- [What you have to do]:
Transcribe the listing precisely, entry by entry.

------------------------

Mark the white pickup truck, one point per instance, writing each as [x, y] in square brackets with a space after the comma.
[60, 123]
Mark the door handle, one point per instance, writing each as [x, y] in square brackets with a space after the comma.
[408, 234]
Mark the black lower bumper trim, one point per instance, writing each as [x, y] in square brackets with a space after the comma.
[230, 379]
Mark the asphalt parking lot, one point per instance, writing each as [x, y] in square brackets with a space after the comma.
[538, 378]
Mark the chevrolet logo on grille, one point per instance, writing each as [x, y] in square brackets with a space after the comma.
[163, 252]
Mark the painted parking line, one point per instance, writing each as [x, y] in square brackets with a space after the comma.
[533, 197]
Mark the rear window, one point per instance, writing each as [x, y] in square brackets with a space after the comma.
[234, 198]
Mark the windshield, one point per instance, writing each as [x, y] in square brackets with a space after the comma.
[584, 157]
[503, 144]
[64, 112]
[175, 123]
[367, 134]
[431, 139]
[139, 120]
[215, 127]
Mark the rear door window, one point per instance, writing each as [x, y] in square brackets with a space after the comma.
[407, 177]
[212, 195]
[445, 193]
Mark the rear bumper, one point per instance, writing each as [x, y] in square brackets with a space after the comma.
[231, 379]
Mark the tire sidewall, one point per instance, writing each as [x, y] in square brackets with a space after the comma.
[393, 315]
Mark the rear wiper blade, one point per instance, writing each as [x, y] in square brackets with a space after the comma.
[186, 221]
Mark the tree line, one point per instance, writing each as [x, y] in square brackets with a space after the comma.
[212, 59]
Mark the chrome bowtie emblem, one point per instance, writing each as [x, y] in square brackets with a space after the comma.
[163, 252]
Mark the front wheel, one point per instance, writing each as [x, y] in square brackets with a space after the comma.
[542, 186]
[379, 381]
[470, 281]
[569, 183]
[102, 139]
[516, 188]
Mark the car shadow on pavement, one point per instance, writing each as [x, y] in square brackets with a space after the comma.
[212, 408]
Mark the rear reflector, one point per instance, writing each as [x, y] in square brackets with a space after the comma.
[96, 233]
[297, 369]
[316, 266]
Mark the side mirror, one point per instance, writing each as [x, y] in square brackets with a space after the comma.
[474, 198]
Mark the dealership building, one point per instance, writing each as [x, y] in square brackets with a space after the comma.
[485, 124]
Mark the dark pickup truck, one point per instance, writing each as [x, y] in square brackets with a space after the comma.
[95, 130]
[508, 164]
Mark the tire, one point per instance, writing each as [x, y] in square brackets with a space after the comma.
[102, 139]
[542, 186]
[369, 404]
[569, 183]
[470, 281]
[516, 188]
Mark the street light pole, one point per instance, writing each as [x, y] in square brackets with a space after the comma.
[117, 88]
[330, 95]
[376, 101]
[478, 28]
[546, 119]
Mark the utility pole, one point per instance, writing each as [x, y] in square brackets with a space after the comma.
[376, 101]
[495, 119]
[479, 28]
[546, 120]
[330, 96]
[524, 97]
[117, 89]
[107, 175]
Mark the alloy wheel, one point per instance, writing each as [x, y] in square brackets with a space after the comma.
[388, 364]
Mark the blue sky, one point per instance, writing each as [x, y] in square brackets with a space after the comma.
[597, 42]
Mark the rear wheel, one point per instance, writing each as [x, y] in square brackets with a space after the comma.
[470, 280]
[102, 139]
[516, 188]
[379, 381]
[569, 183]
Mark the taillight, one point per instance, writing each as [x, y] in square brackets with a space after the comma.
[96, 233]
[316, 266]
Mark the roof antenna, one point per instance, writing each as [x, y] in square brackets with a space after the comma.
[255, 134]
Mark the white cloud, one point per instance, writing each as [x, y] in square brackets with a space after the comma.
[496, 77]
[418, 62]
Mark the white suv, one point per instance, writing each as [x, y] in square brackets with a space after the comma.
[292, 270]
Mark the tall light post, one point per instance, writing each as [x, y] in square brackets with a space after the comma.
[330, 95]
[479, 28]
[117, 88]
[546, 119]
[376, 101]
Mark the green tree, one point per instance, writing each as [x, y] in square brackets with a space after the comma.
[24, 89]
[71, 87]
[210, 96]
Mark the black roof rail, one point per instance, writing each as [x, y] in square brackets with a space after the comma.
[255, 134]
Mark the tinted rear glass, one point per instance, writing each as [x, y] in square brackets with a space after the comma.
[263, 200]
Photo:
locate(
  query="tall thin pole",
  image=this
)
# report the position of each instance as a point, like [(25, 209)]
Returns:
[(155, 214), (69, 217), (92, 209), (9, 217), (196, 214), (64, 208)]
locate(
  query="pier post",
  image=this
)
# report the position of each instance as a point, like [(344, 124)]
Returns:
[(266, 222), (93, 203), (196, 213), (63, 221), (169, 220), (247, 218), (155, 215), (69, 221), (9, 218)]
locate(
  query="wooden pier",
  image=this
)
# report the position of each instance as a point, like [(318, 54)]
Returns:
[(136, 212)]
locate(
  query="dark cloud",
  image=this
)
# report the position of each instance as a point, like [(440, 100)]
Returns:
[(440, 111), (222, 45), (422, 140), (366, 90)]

------------------------

- [Task response]:
Mark the white pickup truck, one point per instance, writing each as [x, y] in square brackets with a space after the comma.
[60, 123]
Mark the door handle, one point per instance, writing each as [x, y] in square brackets with a space after the comma.
[408, 234]
Mark the black lower bumper trim, one point per instance, writing each as [x, y] in square brackets with a space after the comma.
[230, 379]
Mark the asphalt parking lot, one point per instance, writing each as [x, y] in square brackets with a space after the comma.
[538, 378]
Mark the chevrolet logo on grille, one point per instance, writing each as [x, y] in square brackets with a space after the comma.
[163, 252]
Mark the painted parking line, one point per instance, writing each as [x, y] in square brackets with a space after the comma.
[533, 197]
Mark the rear window, one point per instance, writing each as [x, y] in square brackets with a space after the comma.
[234, 198]
Mark the windshield, one point per instance, writing each as [x, y] in square brackets with a space after the comma.
[584, 157]
[503, 144]
[64, 112]
[175, 123]
[367, 134]
[431, 139]
[139, 120]
[215, 127]
Mark the rear door window, one point per instance, writing each as [x, y] in square brackets with a space after the comma.
[407, 177]
[212, 195]
[445, 193]
Mark the rear bumper, one point per instance, writing each as [x, y] in square brackets with a space after the comma.
[231, 379]
Mark the tire sidewall, one point per instance, writing each as [x, y] in square brackets with a space after the comma.
[393, 315]
Mark the rear wiper blade, one point per instance, writing each as [x, y] in square brackets with a space after the comma.
[186, 221]
Mark the tree line, one point per instance, writing each as [x, y] in square brackets with a space after the comma.
[212, 59]
Mark the chrome bowtie emblem, one point per instance, writing each as [x, y] in square brackets with a space after the comma.
[163, 252]
Mark the front wheel, one point per instance, writing each as [x, y] in square brackets with a space after the comma.
[542, 186]
[379, 381]
[470, 281]
[569, 183]
[102, 139]
[516, 188]
Mark the car shadow on pavement, one point per instance, writing each as [x, y] in square brackets with a space after the comma.
[212, 408]
Mark the rear reflector, one point per instance, writing each as [x, y] in square brackets with a space after the comma.
[96, 233]
[297, 369]
[316, 266]
Mark the side mirror, one point per instance, writing each as [x, y] in square brackets with a space after the comma.
[474, 198]
Mark the dealership building, one point per instance, writing each as [x, y] in square brackets with a space after the comma.
[485, 124]
Mark the dark pickup truck, one point per instance, writing each as [x, y] in square brackets with a space after the comma.
[95, 130]
[508, 164]
Mark the tire, one point per instance, writing each as [x, y] in square brackets with a space after the comma.
[102, 139]
[542, 186]
[369, 404]
[569, 183]
[470, 281]
[516, 188]
Mark the street light pole, one point per instance, writing each as [x, y] in square brackets with a space after the comma.
[117, 88]
[330, 95]
[376, 101]
[478, 28]
[546, 119]
Mark the utility pole, one point per instance, writing each as [x, y] in square brackets with a space after the comma.
[376, 101]
[495, 119]
[479, 28]
[546, 120]
[330, 96]
[524, 97]
[117, 89]
[107, 175]
Mark the alloy wheel, one point per instance, writing each as [x, y] in square brackets with a space after the comma.
[388, 364]
Mark the blue sky, one point per instance, writing each as [x, y] in square brackets with a space after the comma.
[597, 42]
Mark the rear wheel, one point per instance, writing each as [x, y] in square brackets with a space after the comma.
[470, 280]
[102, 139]
[516, 188]
[379, 381]
[569, 183]
Mark the taillight, one point per instance, writing each as [x, y] in square brackets with a space after the comma.
[96, 233]
[316, 266]
Mark the roof antenna, one point per instance, writing each as [x, y] in square brackets with a space after the comma.
[255, 134]
Mark the white cloud, one point per instance, writing each as [x, y] in square brackets with a space after the comma.
[496, 77]
[418, 62]
Mark the white suv, one point per instance, writing each as [x, y] in square brackets with a space after the comma.
[292, 270]
Mark the tall light post, one point per instance, writing each as [x, y] in square brackets with a space after the comma.
[330, 95]
[479, 28]
[117, 88]
[546, 119]
[376, 101]
Mark the green tree, one point per instance, writing each as [x, y] in square brackets with a space after the comma.
[24, 89]
[71, 87]
[210, 96]
Mark the black roof rail, one point per instance, writing each as [x, y] in square brackets with a space after the comma.
[255, 134]
Mark the tinted rear glass, one point per instance, writing each as [x, y] in square brackets with a space after the comma.
[263, 200]
Photo:
locate(
  query="tall thin pole",
  image=this
)
# report the position of each instance as a point, like [(25, 209)]
Returns:
[(155, 214), (69, 217), (92, 209), (9, 217), (196, 214), (64, 208)]
locate(
  query="pier post",
  image=this
)
# report the position of each instance as a point, like [(344, 124)]
Returns:
[(266, 222), (93, 203), (196, 213), (63, 221), (169, 220), (247, 218), (155, 215), (69, 221), (9, 218)]
locate(
  query="wooden pier",
  image=this
)
# report the position of each instance as a point, like [(318, 54)]
Returns:
[(136, 212)]
locate(
  query="dark cloud",
  image=this
)
# report the position of each instance as a point, like [(440, 100)]
Returns:
[(440, 111), (222, 45), (422, 140), (366, 90)]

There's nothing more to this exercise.